The tasks:
• 1. In the article about St. Louis Story Stitchers, how far outside St. Louis city is the Shaw Nature Reserve prairie?
• 2. Revise the article about St. Louis Story Stitchers from "On Earth Day, April" up to and including "the tall grass.", swapping "documentary art film" for "feature documentary".
• 3. Carry on the article about St. Louis Story Stitchers, starting after its final sentence.

Text provided:
···
Credit: St. Louis American
She’Kinah and Rachael of St. Louis Story Stitchers relax and exhale at the Shaw Nature Reserve on Earth Day 2022.

ST. LOUIS — She’Kinah Taylor remembers the first time she saw the prairie. But mostly, she remembers not what she saw, but what she heard: a quiet totally unlike the noise of her St. Louis city neighborhood. 

She was in her late teens the first time she went to see a prairie—Shaw Nature Reserve—though that prairie had been sitting 30 minutes outside St. Louis city her entire life. 

“I stay in the city, and it’s loud,” Taylor said. “You hear horns, and everything. And I do have a lot of people in my family, and we’re all loud. So when we did go [to the prairie] just walking through it at night time, the quiet part…it was very peaceful. I was like, wow, it can be quiet like this? I like this.”

Taylor is a member of St. Louis Story Stitchers, a Black youth-led art and storytelling organization that over the past six years has been working on a project called Peace in the Prairie, in which young people reflect through song, dance, poetry and music on how a connection to the outdoors might help them—and the St. Louis community —heal from the long-term impacts of gun violence.  

On Earth Day, April 22, the Story Stitchers unveiled an hour long documentary art film addressing the intersections between the violence of urban life and the violence done to the planet via extractivism and unhealthy environmental management practices. In the film, images of buffalo grazing are juxtaposed with voice-overs telling the stories of murdered family members, fights after school that nearly turned violent, and first memories of gunshots. And the Story Stitchers sing about biodiversity and building a safer St. Louis over video of their peers breakdancing amid the tall grass.

Susan Colangelo, the founder of Story Stitchers, said the seeds of Peace in the Prairie emerged from her own childhood with a family that went camping frequently. She realized the young people she worked with didn’t have that experience—and many of them didn’t even make use of the city parks near them.

According to a 2020 report from the Outdoor Foundation, Black Americans represented 12.4%  of the U.S. population in 2019, but only 9.4%  of outdoor activity participants. The outdoors for a child that grows up north of the Delmar divide is often what they see when they walk out of their front door; a vacant building or lot filled with building debris. With Black families forced into the most environmentally and physically unsafe neighborhoods in the city, it’s no wonder that many of the Black young people in Story Stitchers hadn’t been to the prairie before.
···
Supplied data:
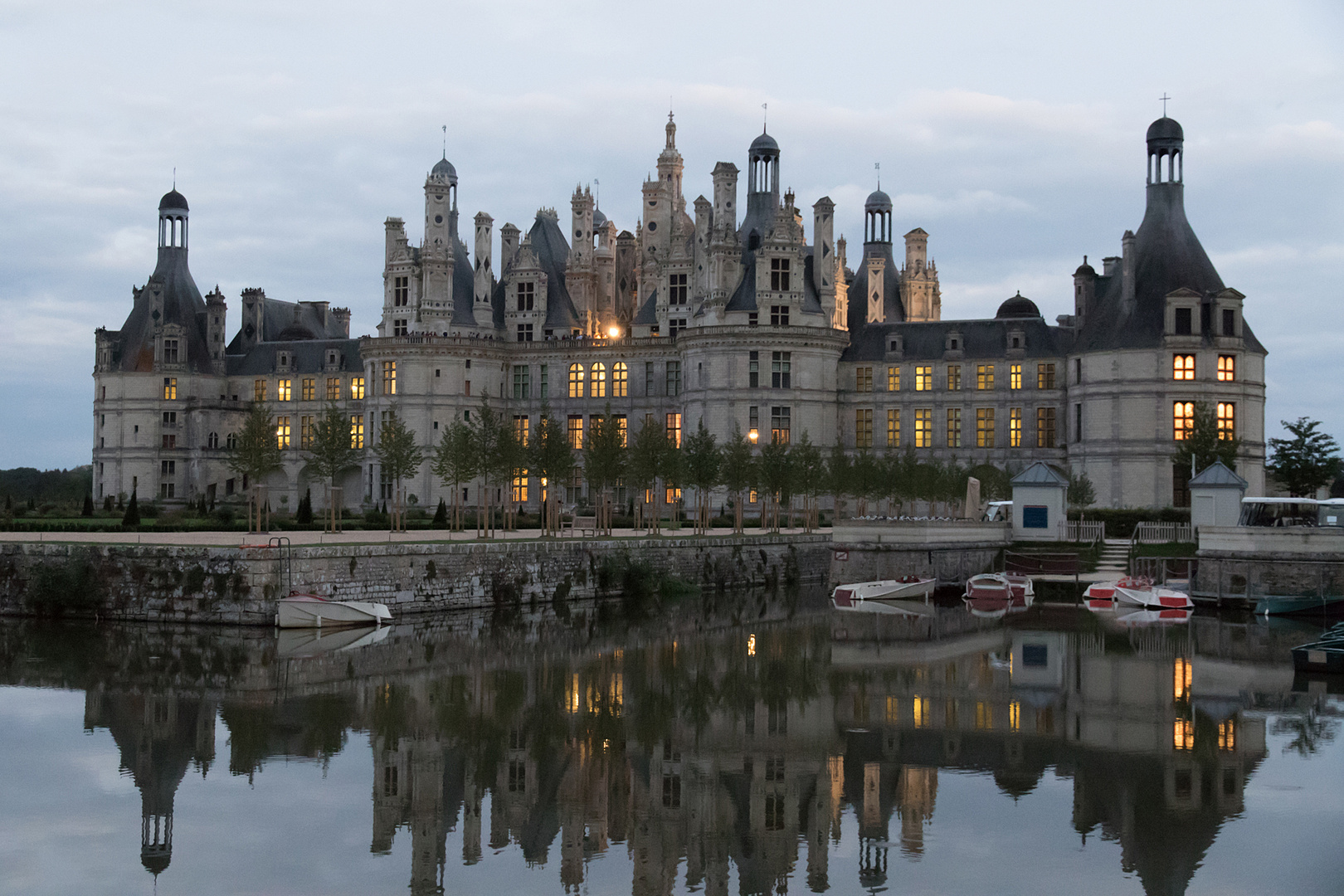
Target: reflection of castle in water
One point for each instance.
···
Answers to the problems:
• 1. About 30 minutes.

• 2.
On Earth Day, April 22, the Story Stitchers unveiled an hour long feature documentary addressing the intersections between the violence of urban life and the violence done to the planet via extractivism and unhealthy environmental management practices. In the film, images of buffalo grazing are juxtaposed with voice-overs telling the stories of murdered family members, fights after school that nearly turned violent, and first memories of gunshots. And the Story Stitchers sing about biodiversity and building a safer St. Louis over video of their peers breakdancing amid the tall grass.

• 3.
In the Peace in the Prairie documentary, six members of Story Stitchers spoke around a campfire about their first experiences with gun violence. Each of the six young people, in sequence, says that their first time being aware of a shooting, or witnessing one, was in kindergarten.

“It started to dawn on me, they were telling me they really only went to city parks, and were scared to go there,” Colangelo said. “What would happen if we took them into a more natural setting? So we tried it…and we saw tremendous change from the exposure to natural areas in some of the young people. Giddiness, absolute freedom.”

Rachael Jones, a poet who worked on the Peace in the Prairie project, said that it allowed the young people to get an up close and personal look at why climate change and land use matter.

“We noticed that, if that land isn’t set aside and preserved, it tends to be taken and turned into industrial property,” she said.

“So, we’re raising awareness about climate change…we want to let nature take back the land we’ve kind of taken away from her.”

Less than one half of 1% of the original tall grass prairies remain in Missouri, making them one of the most endangered habitats in the world. As the prairies shrink, the capacity to utilize them in order to work through trauma shrinks, too.

At the Earth Day film premiere event, in Forest Park, the connection between healing from gun violence and healing the prairie became explicit: groups including Moms Demand Action for Gun Sense and the Crime Victim’s Center made presentations, as did the Audubon Center—a nonprofit focused mostly on bird preservation—and the Missouri Prairie foundation.

Trayvon Rogers, a Story Stitchers Youth Council member, said that being in the prairie affected him profoundly.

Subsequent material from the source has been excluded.